→ **PROBLEM DETAILS**:
Copy out the records below word for word, beginning at the line that contains "Locate every instance of the man in yellow" and stopping after the line that contains "(1183, 177)".

:: INPUT ROWS ::

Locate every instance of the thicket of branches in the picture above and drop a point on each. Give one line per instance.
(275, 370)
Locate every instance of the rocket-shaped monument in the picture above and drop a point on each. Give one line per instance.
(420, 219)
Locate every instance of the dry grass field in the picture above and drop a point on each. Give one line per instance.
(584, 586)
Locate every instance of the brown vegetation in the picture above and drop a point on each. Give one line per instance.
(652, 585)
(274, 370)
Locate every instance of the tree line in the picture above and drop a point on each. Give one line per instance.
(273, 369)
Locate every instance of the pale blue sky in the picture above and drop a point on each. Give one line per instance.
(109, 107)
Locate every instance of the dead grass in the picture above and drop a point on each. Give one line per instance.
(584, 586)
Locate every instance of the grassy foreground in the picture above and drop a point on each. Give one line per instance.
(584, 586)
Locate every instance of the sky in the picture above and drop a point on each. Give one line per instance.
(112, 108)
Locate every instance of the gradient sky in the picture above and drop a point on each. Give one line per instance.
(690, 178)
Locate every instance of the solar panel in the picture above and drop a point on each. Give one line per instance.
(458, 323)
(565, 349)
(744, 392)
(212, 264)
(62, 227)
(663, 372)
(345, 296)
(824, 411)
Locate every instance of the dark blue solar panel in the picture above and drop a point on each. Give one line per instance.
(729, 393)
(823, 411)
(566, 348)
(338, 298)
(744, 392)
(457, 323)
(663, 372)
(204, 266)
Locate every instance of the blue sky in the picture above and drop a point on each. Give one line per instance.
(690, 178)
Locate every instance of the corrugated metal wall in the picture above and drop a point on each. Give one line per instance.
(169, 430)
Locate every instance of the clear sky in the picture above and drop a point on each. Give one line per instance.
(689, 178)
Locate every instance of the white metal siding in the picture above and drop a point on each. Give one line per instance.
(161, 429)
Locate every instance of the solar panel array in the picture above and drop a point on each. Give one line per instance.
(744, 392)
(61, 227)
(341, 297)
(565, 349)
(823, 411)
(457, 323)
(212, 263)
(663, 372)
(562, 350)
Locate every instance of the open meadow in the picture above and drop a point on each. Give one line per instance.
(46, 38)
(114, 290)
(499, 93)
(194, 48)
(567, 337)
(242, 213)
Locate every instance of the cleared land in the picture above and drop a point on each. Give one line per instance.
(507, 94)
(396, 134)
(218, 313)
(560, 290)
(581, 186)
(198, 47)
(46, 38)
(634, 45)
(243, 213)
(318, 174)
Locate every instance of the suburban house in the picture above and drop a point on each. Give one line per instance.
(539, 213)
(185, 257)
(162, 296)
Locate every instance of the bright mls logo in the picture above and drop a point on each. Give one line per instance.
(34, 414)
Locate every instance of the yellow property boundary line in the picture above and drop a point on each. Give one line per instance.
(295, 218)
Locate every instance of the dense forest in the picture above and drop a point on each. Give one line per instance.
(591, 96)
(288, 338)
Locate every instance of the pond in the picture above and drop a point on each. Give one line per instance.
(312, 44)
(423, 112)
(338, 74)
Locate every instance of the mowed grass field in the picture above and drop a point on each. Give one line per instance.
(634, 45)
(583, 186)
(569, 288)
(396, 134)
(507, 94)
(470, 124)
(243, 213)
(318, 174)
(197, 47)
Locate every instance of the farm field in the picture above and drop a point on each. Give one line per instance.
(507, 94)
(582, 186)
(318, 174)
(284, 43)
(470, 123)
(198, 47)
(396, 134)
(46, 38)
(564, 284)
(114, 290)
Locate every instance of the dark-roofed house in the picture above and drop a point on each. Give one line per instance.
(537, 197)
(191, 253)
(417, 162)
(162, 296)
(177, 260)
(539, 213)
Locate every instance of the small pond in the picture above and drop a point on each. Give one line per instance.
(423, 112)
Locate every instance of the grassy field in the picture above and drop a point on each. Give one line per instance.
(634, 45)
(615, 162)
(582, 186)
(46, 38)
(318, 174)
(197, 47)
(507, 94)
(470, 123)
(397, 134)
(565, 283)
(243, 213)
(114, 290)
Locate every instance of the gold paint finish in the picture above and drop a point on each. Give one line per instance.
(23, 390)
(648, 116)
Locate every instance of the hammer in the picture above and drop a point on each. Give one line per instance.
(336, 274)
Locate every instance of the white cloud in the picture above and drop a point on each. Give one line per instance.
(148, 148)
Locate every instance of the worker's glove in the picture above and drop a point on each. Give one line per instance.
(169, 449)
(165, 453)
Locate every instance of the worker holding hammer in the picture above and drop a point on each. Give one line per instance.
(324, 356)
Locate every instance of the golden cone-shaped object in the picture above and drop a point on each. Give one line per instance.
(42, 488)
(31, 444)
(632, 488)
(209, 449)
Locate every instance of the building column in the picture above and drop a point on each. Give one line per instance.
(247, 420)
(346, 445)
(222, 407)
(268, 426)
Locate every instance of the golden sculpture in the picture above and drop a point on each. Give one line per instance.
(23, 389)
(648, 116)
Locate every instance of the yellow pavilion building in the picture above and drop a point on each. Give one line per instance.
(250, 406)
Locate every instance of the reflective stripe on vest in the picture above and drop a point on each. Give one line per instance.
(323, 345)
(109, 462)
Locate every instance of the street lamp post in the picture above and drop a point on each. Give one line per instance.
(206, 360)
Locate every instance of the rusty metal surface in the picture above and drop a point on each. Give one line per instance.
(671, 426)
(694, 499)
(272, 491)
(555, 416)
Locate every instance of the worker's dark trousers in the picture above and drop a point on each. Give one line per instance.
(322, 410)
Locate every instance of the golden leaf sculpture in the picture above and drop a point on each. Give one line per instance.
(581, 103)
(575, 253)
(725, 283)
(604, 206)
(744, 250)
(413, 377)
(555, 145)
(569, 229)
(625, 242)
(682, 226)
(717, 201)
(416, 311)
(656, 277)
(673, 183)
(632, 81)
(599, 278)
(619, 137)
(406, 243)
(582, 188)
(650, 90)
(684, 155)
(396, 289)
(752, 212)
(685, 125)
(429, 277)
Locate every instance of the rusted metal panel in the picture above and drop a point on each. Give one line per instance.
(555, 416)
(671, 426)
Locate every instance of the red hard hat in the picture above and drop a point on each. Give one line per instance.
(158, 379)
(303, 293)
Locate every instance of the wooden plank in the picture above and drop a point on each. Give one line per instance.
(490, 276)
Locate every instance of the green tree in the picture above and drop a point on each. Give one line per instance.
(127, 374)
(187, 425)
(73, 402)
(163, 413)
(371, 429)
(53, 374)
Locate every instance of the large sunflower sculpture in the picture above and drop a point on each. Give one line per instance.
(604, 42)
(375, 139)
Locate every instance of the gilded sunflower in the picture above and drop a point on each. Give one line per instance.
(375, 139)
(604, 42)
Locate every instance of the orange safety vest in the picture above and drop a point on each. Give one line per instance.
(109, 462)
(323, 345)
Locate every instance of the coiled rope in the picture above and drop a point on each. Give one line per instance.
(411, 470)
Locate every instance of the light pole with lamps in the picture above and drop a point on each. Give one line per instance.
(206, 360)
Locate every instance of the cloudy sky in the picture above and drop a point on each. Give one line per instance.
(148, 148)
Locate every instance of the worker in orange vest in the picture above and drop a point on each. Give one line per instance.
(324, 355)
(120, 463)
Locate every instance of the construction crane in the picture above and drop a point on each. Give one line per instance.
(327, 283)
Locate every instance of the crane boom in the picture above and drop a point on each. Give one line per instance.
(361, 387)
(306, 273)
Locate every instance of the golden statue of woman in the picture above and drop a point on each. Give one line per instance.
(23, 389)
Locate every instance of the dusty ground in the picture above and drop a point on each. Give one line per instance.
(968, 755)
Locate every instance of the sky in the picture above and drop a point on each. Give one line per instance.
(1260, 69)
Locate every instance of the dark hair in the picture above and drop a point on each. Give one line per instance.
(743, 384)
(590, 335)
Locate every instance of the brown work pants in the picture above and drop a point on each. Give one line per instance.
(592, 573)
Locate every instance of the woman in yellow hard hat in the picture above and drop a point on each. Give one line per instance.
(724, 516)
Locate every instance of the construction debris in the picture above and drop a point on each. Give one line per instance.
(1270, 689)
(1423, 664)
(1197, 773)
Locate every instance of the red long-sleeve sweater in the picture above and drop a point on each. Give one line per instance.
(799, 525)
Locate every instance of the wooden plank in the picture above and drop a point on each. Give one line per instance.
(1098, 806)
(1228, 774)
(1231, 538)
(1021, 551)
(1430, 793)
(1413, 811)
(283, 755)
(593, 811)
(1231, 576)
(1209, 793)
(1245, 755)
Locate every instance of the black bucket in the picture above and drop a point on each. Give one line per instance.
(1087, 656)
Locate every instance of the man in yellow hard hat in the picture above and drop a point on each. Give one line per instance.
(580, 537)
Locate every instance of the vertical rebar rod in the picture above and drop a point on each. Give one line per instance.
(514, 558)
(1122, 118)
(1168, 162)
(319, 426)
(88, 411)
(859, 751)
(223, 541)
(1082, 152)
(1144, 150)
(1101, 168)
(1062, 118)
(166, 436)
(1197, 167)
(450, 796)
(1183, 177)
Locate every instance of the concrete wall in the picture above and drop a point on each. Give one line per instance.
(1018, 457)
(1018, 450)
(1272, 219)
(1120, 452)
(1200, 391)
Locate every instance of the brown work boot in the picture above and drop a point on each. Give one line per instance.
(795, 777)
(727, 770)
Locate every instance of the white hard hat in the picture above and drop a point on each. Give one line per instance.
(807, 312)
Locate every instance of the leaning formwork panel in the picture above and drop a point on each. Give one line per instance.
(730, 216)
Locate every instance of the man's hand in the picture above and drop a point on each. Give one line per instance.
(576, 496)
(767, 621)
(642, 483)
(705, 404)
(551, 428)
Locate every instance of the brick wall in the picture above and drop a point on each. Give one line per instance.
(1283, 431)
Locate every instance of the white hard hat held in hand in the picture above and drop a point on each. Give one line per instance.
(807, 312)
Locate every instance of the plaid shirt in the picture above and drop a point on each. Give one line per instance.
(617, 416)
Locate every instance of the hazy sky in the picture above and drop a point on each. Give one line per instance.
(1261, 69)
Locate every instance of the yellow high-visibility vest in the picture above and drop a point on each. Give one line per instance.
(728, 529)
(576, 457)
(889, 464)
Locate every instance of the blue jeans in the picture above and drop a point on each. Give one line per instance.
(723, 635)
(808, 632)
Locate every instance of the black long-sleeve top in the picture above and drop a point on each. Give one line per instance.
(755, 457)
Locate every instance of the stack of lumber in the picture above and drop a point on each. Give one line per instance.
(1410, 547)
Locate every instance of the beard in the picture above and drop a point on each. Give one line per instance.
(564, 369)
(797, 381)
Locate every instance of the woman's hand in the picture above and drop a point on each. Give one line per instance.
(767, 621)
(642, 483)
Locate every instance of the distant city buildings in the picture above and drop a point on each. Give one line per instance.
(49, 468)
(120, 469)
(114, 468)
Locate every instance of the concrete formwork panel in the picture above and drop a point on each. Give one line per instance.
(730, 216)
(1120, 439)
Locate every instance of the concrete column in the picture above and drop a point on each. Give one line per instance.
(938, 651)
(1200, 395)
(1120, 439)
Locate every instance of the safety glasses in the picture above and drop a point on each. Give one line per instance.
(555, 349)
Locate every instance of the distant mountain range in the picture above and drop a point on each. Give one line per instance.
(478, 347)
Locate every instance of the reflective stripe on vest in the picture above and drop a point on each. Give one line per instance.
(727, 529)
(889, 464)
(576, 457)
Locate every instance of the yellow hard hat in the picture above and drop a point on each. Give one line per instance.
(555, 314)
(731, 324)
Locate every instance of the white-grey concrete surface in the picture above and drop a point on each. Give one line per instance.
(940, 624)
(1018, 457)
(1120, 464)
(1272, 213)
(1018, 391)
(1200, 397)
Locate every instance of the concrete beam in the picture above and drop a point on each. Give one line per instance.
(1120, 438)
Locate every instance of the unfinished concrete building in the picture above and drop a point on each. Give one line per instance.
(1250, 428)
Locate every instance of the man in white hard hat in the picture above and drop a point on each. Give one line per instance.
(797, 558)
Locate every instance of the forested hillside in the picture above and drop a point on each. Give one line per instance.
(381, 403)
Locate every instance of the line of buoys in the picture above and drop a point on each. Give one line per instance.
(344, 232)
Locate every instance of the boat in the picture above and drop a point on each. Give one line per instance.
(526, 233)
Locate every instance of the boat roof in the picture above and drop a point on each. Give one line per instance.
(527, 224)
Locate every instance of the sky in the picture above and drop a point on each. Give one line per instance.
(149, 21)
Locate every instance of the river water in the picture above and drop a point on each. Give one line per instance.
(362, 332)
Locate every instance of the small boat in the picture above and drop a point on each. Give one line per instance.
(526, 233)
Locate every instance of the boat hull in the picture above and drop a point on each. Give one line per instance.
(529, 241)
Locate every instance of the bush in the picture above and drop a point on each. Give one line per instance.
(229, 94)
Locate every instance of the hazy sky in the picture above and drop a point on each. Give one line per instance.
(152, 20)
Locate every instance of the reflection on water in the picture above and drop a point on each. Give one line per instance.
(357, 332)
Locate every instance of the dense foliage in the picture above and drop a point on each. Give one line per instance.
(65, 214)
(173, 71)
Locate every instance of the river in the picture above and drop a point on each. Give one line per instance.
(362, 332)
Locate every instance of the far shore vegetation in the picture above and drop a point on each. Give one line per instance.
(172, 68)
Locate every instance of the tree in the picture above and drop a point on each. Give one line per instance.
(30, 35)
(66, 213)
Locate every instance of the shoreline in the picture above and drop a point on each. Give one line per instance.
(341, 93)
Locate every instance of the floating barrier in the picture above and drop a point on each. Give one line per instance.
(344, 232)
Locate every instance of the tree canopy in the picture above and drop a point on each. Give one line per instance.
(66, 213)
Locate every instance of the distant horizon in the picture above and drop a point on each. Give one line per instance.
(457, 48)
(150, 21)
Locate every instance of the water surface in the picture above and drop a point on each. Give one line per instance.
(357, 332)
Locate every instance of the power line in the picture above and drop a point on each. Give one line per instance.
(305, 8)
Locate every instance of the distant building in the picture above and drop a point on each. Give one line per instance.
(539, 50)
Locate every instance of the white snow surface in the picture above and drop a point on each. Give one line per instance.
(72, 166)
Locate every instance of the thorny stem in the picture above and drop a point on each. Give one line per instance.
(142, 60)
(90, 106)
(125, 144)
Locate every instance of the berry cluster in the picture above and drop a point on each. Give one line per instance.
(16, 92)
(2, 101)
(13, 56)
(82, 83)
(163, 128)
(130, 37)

:::

→ **RESULT**:
Locate every instance of the man in yellow hard hat in the picture above and drop a point on each. Give one line per instance.
(580, 537)
Locate every instance of the vertical rebar rod in the picture above and drop a point on each. Give one line per instance.
(514, 558)
(1122, 118)
(1168, 162)
(319, 426)
(88, 411)
(859, 751)
(223, 541)
(1082, 152)
(1144, 150)
(1101, 168)
(1062, 118)
(166, 436)
(1197, 167)
(450, 796)
(1183, 177)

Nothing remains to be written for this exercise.